▸ **Task instructions**
Each line below must be printed exactly as it stands.

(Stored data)
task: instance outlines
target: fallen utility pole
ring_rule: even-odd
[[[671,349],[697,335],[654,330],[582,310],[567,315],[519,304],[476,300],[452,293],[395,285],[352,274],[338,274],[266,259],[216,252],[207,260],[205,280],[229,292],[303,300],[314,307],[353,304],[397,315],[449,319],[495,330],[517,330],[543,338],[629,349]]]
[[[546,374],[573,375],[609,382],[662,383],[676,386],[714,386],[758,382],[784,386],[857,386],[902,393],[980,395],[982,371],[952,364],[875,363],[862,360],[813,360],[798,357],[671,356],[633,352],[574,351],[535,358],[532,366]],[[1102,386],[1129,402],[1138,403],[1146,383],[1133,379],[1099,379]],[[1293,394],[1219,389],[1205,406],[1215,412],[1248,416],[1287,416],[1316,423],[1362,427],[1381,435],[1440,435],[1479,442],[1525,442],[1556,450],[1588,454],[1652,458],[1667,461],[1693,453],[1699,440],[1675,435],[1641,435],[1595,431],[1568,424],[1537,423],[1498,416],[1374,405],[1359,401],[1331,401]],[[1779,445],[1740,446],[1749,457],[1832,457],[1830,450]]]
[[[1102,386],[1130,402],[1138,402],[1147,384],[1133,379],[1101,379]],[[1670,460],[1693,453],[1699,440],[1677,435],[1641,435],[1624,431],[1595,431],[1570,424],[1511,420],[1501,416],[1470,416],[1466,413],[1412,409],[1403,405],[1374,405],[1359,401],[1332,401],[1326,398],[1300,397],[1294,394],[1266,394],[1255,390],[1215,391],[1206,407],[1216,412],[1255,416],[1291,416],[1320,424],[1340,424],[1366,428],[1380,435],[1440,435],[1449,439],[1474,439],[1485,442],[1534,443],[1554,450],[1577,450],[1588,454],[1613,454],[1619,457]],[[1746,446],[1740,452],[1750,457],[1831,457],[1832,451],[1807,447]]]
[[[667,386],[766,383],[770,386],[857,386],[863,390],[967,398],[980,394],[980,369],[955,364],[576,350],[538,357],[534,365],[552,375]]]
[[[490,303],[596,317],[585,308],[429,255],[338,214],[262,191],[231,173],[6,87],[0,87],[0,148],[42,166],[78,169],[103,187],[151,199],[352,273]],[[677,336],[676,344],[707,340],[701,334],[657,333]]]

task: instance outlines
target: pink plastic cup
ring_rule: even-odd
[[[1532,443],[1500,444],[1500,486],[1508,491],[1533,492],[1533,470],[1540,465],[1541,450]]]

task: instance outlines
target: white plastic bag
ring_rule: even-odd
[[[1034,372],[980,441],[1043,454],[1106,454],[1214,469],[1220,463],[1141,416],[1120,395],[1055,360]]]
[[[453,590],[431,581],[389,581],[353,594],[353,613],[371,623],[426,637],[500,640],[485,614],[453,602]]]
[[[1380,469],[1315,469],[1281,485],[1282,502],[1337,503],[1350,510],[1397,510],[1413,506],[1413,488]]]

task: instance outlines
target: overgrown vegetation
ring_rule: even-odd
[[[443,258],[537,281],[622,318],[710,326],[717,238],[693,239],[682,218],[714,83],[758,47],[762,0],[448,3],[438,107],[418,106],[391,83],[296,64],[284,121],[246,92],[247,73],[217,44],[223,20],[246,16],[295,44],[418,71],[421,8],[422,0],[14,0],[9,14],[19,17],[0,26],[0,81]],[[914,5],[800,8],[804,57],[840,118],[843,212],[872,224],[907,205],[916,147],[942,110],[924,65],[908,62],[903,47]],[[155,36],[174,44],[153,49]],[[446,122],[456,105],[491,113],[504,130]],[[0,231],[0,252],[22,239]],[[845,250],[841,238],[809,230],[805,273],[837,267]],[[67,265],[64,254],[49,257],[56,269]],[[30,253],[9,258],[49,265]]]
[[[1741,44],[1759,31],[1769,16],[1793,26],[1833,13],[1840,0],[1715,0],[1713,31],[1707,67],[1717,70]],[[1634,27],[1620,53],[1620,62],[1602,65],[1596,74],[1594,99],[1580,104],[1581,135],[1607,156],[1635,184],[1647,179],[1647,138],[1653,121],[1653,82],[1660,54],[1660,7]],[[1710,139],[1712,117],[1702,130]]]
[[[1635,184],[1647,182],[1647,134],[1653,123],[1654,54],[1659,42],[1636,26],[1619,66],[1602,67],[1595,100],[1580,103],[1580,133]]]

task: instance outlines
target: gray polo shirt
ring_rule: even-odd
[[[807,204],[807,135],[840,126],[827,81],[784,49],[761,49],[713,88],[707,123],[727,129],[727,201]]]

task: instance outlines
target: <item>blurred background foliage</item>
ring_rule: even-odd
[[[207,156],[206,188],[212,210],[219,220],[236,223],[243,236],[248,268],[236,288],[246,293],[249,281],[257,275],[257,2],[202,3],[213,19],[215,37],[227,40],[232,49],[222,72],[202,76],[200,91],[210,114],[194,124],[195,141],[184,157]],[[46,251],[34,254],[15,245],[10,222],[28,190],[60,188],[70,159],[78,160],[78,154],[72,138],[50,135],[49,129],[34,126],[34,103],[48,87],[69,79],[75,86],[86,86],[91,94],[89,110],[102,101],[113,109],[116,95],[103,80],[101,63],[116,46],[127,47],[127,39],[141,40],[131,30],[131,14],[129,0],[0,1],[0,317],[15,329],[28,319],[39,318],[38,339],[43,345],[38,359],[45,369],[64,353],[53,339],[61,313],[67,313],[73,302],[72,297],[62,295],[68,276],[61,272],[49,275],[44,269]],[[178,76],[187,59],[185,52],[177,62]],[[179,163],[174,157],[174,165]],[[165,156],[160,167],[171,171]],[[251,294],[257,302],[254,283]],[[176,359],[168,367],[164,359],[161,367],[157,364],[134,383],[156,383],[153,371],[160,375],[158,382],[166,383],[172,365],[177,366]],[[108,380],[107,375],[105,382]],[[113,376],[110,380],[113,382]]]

▸ **Completed task**
task: instance outlines
target: fallen utility pole
ring_rule: even-odd
[[[671,349],[697,335],[654,330],[582,310],[567,315],[519,304],[476,300],[452,293],[395,285],[352,274],[338,274],[266,259],[216,252],[207,260],[205,280],[229,292],[303,300],[314,307],[353,304],[397,315],[449,319],[495,330],[517,330],[543,338],[629,349]]]
[[[546,374],[573,375],[609,382],[662,383],[676,386],[714,386],[758,382],[784,386],[857,386],[902,393],[980,395],[982,371],[952,364],[875,363],[862,360],[813,360],[798,357],[671,356],[633,352],[574,351],[535,358],[532,366]],[[1102,386],[1129,402],[1138,403],[1146,383],[1133,379],[1099,379]],[[1293,394],[1219,389],[1205,406],[1215,412],[1248,416],[1287,416],[1316,423],[1362,427],[1381,435],[1440,435],[1479,442],[1525,442],[1556,450],[1588,454],[1652,458],[1667,461],[1693,453],[1699,440],[1675,435],[1641,435],[1595,431],[1568,424],[1537,423],[1498,416],[1374,405],[1359,401],[1331,401]],[[1779,445],[1740,446],[1749,457],[1832,457],[1830,450]]]
[[[1102,386],[1130,402],[1138,402],[1147,384],[1133,379],[1101,379]],[[1670,460],[1693,453],[1699,440],[1677,435],[1641,435],[1624,431],[1595,431],[1570,424],[1511,420],[1501,416],[1470,416],[1466,413],[1412,409],[1403,405],[1374,405],[1359,401],[1332,401],[1326,398],[1300,397],[1294,394],[1266,394],[1255,390],[1215,391],[1206,407],[1216,412],[1255,416],[1291,416],[1320,424],[1340,424],[1366,428],[1380,435],[1440,435],[1449,439],[1474,439],[1485,442],[1534,443],[1554,450],[1577,450],[1588,454],[1613,454],[1619,457]],[[1746,446],[1740,452],[1750,457],[1831,457],[1832,451],[1807,447]]]
[[[667,386],[766,383],[770,386],[857,386],[863,390],[967,398],[980,394],[980,369],[955,364],[576,350],[538,357],[534,365],[552,375]]]
[[[490,303],[596,317],[585,308],[429,255],[338,214],[262,191],[231,173],[6,87],[0,87],[0,148],[42,166],[78,169],[103,187],[151,199],[352,273]],[[677,336],[676,344],[707,340],[701,334],[657,333]]]

task: instance outlines
target: pink plastic cup
ring_rule: even-odd
[[[1532,443],[1500,444],[1500,486],[1508,491],[1533,492],[1533,470],[1540,465],[1541,450]]]

task: instance outlines
target: white plastic bag
ring_rule: even-odd
[[[1034,372],[980,441],[1043,454],[1106,454],[1214,469],[1220,463],[1141,416],[1120,395],[1055,360]]]
[[[453,590],[431,581],[389,581],[353,594],[353,613],[371,623],[426,637],[500,640],[485,614],[453,602]]]
[[[1380,469],[1315,469],[1281,485],[1282,502],[1337,503],[1350,510],[1397,510],[1413,506],[1413,488]]]

task: instance outlines
target: overgrown vegetation
ring_rule: even-odd
[[[443,258],[537,281],[622,318],[710,326],[717,238],[693,239],[682,218],[714,83],[758,47],[762,0],[448,3],[438,107],[418,106],[391,83],[296,64],[284,121],[246,92],[247,73],[217,44],[223,20],[246,16],[295,44],[418,71],[421,8],[422,0],[14,0],[9,14],[19,17],[0,26],[0,81]],[[914,5],[800,8],[804,57],[840,118],[843,212],[872,224],[907,205],[916,147],[942,110],[924,65],[908,62],[903,47]],[[155,36],[174,44],[153,49]],[[446,122],[456,105],[491,113],[504,130]],[[0,231],[0,252],[22,239]],[[845,250],[841,238],[809,230],[805,273],[837,267]],[[67,265],[64,254],[49,257],[56,269]],[[30,253],[9,258],[49,265]]]
[[[1741,44],[1759,31],[1769,16],[1793,26],[1833,13],[1840,0],[1715,0],[1713,31],[1707,67],[1717,70]],[[1634,27],[1620,53],[1620,62],[1602,65],[1596,74],[1594,99],[1580,104],[1581,135],[1607,156],[1635,184],[1647,179],[1647,138],[1653,121],[1653,82],[1660,54],[1660,7]],[[1710,139],[1712,117],[1702,130]]]
[[[1635,184],[1647,182],[1647,134],[1653,123],[1654,54],[1659,42],[1636,26],[1619,66],[1602,67],[1595,100],[1580,103],[1580,133]]]

task: instance outlines
target: gray polo shirt
ring_rule: even-odd
[[[807,204],[807,135],[840,126],[827,81],[784,49],[761,49],[713,88],[707,123],[727,129],[727,201]]]

task: instance outlines
target: <item>blurred background foliage</item>
ring_rule: even-odd
[[[207,156],[206,188],[212,210],[219,220],[236,223],[243,236],[248,268],[236,288],[246,293],[249,281],[257,275],[257,2],[202,3],[213,19],[215,37],[227,40],[232,49],[222,72],[202,76],[200,91],[210,114],[194,124],[195,141],[184,157]],[[46,251],[34,254],[15,245],[10,222],[28,190],[60,188],[70,159],[78,160],[78,154],[72,138],[50,135],[49,129],[34,126],[34,103],[48,87],[69,79],[75,86],[86,86],[91,94],[89,110],[102,101],[113,109],[116,95],[103,80],[101,63],[116,46],[127,47],[127,39],[141,40],[131,30],[131,14],[129,0],[0,1],[0,317],[15,329],[28,319],[39,318],[38,339],[43,345],[38,359],[45,369],[64,353],[53,339],[61,313],[67,313],[73,302],[72,297],[62,295],[68,276],[61,272],[49,275],[44,269]],[[178,76],[187,59],[185,52],[177,62]],[[179,163],[174,157],[174,165]],[[165,156],[160,167],[171,171]],[[251,294],[257,302],[254,283]],[[176,359],[168,367],[164,359],[161,367],[157,364],[134,383],[156,383],[153,371],[160,375],[158,382],[166,383],[172,365],[177,366]],[[108,380],[107,375],[105,382]],[[113,376],[110,380],[113,382]]]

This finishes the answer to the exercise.